■ DATA FOR THIS TASK ■
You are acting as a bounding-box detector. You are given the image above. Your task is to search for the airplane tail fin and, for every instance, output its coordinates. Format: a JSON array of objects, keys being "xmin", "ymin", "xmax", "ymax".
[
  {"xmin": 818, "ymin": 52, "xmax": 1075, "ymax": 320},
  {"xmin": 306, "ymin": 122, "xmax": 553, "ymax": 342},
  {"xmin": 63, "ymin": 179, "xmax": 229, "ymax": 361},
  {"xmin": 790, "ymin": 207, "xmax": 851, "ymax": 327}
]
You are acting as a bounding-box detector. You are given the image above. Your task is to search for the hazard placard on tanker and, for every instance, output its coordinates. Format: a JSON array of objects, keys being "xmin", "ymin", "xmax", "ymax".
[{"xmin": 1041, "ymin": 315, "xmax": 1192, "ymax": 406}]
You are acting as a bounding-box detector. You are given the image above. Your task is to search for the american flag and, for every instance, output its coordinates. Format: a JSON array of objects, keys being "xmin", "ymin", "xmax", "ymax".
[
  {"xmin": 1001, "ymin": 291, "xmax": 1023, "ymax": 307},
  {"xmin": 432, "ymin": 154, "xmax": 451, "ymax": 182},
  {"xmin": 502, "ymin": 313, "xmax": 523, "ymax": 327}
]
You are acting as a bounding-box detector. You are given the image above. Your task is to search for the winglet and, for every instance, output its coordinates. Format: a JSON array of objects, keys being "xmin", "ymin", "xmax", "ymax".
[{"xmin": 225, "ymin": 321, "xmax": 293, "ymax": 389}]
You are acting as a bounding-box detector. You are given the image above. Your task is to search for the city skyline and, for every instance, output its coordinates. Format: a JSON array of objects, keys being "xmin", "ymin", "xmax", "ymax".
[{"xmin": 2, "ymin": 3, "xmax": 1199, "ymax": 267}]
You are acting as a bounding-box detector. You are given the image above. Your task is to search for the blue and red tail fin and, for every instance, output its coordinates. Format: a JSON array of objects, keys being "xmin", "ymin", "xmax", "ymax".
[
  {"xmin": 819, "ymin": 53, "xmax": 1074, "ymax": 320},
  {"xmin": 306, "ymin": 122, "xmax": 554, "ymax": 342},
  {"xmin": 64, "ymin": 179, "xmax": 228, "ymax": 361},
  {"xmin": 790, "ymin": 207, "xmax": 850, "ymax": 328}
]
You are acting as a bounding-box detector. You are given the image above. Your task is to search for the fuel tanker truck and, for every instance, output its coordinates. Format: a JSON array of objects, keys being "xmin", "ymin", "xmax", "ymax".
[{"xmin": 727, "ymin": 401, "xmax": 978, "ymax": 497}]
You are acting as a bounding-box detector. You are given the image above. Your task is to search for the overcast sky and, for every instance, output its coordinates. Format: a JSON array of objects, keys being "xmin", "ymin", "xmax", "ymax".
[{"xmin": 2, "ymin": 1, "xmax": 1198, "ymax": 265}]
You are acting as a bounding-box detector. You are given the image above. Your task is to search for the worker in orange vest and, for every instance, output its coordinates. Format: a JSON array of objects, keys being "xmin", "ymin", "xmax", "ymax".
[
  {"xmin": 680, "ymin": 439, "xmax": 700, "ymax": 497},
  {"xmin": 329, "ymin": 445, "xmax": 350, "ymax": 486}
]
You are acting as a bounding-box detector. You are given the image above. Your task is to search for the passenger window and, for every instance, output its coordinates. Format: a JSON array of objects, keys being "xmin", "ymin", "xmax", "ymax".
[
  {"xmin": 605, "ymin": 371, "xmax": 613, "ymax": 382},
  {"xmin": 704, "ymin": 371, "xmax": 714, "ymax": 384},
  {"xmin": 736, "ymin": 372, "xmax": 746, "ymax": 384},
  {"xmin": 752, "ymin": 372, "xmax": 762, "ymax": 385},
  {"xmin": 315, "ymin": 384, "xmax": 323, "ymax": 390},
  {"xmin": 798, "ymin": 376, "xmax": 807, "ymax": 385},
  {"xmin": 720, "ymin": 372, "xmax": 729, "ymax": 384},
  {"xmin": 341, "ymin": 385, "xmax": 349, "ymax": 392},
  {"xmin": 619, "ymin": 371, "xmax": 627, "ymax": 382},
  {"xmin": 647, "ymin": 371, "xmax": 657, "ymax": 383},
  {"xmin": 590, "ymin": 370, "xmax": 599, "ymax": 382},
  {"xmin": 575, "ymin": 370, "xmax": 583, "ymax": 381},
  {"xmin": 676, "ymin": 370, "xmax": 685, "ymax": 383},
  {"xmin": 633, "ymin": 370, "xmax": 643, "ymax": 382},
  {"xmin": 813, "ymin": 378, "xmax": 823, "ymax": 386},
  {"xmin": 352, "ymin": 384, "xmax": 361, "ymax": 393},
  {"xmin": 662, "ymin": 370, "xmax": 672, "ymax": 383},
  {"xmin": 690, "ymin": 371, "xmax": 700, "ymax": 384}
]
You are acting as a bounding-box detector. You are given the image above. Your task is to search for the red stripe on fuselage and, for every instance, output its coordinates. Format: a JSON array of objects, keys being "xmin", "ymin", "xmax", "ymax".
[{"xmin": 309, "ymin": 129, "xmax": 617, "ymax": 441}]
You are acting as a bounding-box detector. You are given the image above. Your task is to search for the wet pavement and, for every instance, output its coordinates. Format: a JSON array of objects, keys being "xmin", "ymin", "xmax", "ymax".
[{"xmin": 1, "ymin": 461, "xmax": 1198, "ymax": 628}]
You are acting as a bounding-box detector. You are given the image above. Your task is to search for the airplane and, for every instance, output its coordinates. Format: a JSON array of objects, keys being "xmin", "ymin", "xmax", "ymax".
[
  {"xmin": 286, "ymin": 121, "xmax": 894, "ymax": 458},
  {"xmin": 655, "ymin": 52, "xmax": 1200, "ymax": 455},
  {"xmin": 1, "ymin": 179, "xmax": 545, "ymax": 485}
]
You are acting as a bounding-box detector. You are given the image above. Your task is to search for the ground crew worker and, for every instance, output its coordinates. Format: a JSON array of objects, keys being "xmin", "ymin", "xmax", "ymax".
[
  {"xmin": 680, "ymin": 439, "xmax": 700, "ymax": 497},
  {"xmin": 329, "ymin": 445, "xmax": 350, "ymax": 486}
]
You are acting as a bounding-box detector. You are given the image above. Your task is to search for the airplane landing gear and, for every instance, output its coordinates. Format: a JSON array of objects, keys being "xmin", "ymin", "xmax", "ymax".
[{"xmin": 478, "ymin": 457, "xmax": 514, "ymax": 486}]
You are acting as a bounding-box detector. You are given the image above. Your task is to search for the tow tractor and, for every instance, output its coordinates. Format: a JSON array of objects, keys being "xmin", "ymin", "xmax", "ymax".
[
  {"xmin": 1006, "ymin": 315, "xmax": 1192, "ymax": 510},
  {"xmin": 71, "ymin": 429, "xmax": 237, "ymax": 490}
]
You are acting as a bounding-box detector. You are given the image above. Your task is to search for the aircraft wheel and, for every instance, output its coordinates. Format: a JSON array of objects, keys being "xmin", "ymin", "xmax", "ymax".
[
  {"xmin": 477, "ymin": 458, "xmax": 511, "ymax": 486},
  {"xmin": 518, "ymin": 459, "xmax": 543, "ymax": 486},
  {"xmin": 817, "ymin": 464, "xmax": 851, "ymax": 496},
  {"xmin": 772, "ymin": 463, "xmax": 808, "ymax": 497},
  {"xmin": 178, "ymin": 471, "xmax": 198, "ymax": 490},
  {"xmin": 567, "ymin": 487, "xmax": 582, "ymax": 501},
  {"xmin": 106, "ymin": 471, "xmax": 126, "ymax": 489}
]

■ ACTION ITEM ■
The full listing, top to bottom: write it out again exactly.

■ OUTPUT ■
You are acting as a bounding-box detector. You are given the image above. Your task is to search for the airplane tail fin and, for every instance, output its coordinates. Format: a JSON array of objects, keys being "xmin", "ymin", "xmax", "ymax".
[
  {"xmin": 818, "ymin": 52, "xmax": 1075, "ymax": 320},
  {"xmin": 306, "ymin": 122, "xmax": 553, "ymax": 342},
  {"xmin": 63, "ymin": 179, "xmax": 229, "ymax": 361},
  {"xmin": 790, "ymin": 207, "xmax": 851, "ymax": 327}
]
You are acting as a bounding-box detector. You are given the image above. Your task is to search for the hazard placard on tanker and, for every instance, output its coordinates. Format: a JSON array of objects, keys being "xmin", "ymin", "xmax", "ymax".
[{"xmin": 1041, "ymin": 315, "xmax": 1192, "ymax": 406}]
You are acting as a bounding-box detector. You are given the image above. Your task is to search for the american flag and, for every instance, output its coordinates. Format: a JSON array of objects, keys being "xmin", "ymin", "xmax", "ymax".
[
  {"xmin": 1001, "ymin": 291, "xmax": 1023, "ymax": 307},
  {"xmin": 432, "ymin": 154, "xmax": 451, "ymax": 182},
  {"xmin": 502, "ymin": 313, "xmax": 523, "ymax": 327}
]
You are acting as a bounding-box detector. You are given the image above. Your task is to search for the winglet and, for every instance, output its coordinates. Format: a JSON array of objects, keys being "xmin", "ymin", "xmax", "ymax".
[{"xmin": 225, "ymin": 321, "xmax": 293, "ymax": 389}]
You are acting as a bounding-box detector. You are given the image above. Your task is to search for the city skyline and, for every instance, output its coordinates. Format: a JSON array of objects, keys being "xmin", "ymin", "xmax", "ymax".
[{"xmin": 2, "ymin": 3, "xmax": 1199, "ymax": 267}]
You are acting as a bounding-box detector. You are given the image above. Your task is to search for the blue and red tail fin and, for every instance, output its coordinates. Format: a JSON array of objects, keys being "xmin", "ymin", "xmax", "ymax".
[
  {"xmin": 819, "ymin": 53, "xmax": 1074, "ymax": 320},
  {"xmin": 306, "ymin": 122, "xmax": 554, "ymax": 342},
  {"xmin": 64, "ymin": 179, "xmax": 228, "ymax": 361},
  {"xmin": 790, "ymin": 207, "xmax": 850, "ymax": 328}
]
You are acting as a bounding-box detector. You are given the image above. Your task is to search for the fuel tanker truck and, for every instance, output its coordinates. Format: a JSON array of objects, keys being "xmin", "ymin", "xmax", "ymax".
[{"xmin": 727, "ymin": 401, "xmax": 978, "ymax": 497}]
You are acting as a bounding-box detector. You are given the image above. Your task is to search for the overcast sky and, for every instance, output its coordinates. Format: a JSON array of objects, keys being "xmin", "ymin", "xmax", "ymax".
[{"xmin": 2, "ymin": 1, "xmax": 1198, "ymax": 265}]
You are acting as a bounding-box detector. You are given the image above. Your task is to search for the worker in orange vest and, for every instance, output its coordinates. Format: a JSON array of objects, keys being "xmin", "ymin", "xmax", "ymax".
[
  {"xmin": 680, "ymin": 439, "xmax": 700, "ymax": 497},
  {"xmin": 329, "ymin": 445, "xmax": 350, "ymax": 486}
]
You are acting as a bounding-box detector. You are given the image above. Your task is to search for the passenger window and, for every instance, output its coordinates. Format: a JSON array of objects, keys being "xmin", "ymin", "xmax", "ymax".
[
  {"xmin": 605, "ymin": 371, "xmax": 613, "ymax": 382},
  {"xmin": 704, "ymin": 371, "xmax": 714, "ymax": 384},
  {"xmin": 736, "ymin": 372, "xmax": 746, "ymax": 384},
  {"xmin": 752, "ymin": 372, "xmax": 762, "ymax": 385},
  {"xmin": 315, "ymin": 384, "xmax": 323, "ymax": 390},
  {"xmin": 798, "ymin": 376, "xmax": 807, "ymax": 385},
  {"xmin": 720, "ymin": 372, "xmax": 729, "ymax": 384},
  {"xmin": 341, "ymin": 385, "xmax": 349, "ymax": 392},
  {"xmin": 619, "ymin": 371, "xmax": 627, "ymax": 382},
  {"xmin": 647, "ymin": 371, "xmax": 657, "ymax": 383},
  {"xmin": 590, "ymin": 370, "xmax": 599, "ymax": 382},
  {"xmin": 575, "ymin": 370, "xmax": 583, "ymax": 381},
  {"xmin": 676, "ymin": 370, "xmax": 685, "ymax": 383},
  {"xmin": 633, "ymin": 370, "xmax": 643, "ymax": 382},
  {"xmin": 813, "ymin": 378, "xmax": 823, "ymax": 386},
  {"xmin": 352, "ymin": 384, "xmax": 361, "ymax": 393},
  {"xmin": 662, "ymin": 370, "xmax": 672, "ymax": 383},
  {"xmin": 690, "ymin": 371, "xmax": 700, "ymax": 384}
]
You are acting as a bounding-box detector. You are given the image above. Your task is to search for the red stripe on fuselage and, for every instance, output its coordinates. Format: a JSON array of objects, keys being "xmin", "ymin", "xmax", "ymax".
[{"xmin": 309, "ymin": 129, "xmax": 617, "ymax": 441}]
You are acting as a bounding-box detector. You are given the image above. Your task is to search for the wet pavement and, for every instance, output its coordinates. Format: a JSON array of objects, keys being "xmin", "ymin", "xmax", "ymax".
[{"xmin": 1, "ymin": 461, "xmax": 1198, "ymax": 628}]
You are acting as a bounding-box detector. You are given the image above. Your task is to search for the airplane and, for every instance, output its coordinates. Format: a JSON array of objects, keys being "xmin", "ymin", "xmax", "ymax".
[
  {"xmin": 286, "ymin": 121, "xmax": 894, "ymax": 458},
  {"xmin": 655, "ymin": 52, "xmax": 1200, "ymax": 455},
  {"xmin": 1, "ymin": 179, "xmax": 545, "ymax": 485}
]
You are acting as a bounding-box detector. You are given the image above. Your task is to search for the ground crew worker and, for every instance, output its coordinates. Format: a JSON array of objects, keys being "xmin", "ymin", "xmax", "ymax".
[
  {"xmin": 680, "ymin": 439, "xmax": 700, "ymax": 497},
  {"xmin": 329, "ymin": 445, "xmax": 350, "ymax": 486}
]
You are acting as a bounding-box detector. You are given the image above. Your task is to search for the airplane landing gear and, for every instance, output its coordinates. Format: a JSON array of objects, keys being "xmin", "ymin", "xmax", "ymax".
[{"xmin": 478, "ymin": 457, "xmax": 514, "ymax": 486}]
You are acting as a bounding-box detector. You are given the image above. Your task is to search for the tow tractor and, for every instance, output its coordinates. Format: a JSON array of objects, keys being "xmin", "ymin", "xmax", "ymax".
[
  {"xmin": 1006, "ymin": 315, "xmax": 1192, "ymax": 510},
  {"xmin": 71, "ymin": 429, "xmax": 237, "ymax": 490}
]
You are acting as a bounding-box detector. You are given the image above. Your task is to search for the aircraft wheel and, for every instance, output its coordinates. Format: a JSON array of objects, keys being "xmin", "ymin", "xmax", "ymax".
[
  {"xmin": 477, "ymin": 458, "xmax": 511, "ymax": 486},
  {"xmin": 518, "ymin": 459, "xmax": 543, "ymax": 486},
  {"xmin": 817, "ymin": 464, "xmax": 851, "ymax": 496},
  {"xmin": 772, "ymin": 463, "xmax": 808, "ymax": 497},
  {"xmin": 178, "ymin": 471, "xmax": 198, "ymax": 490},
  {"xmin": 567, "ymin": 487, "xmax": 582, "ymax": 501},
  {"xmin": 106, "ymin": 471, "xmax": 126, "ymax": 489}
]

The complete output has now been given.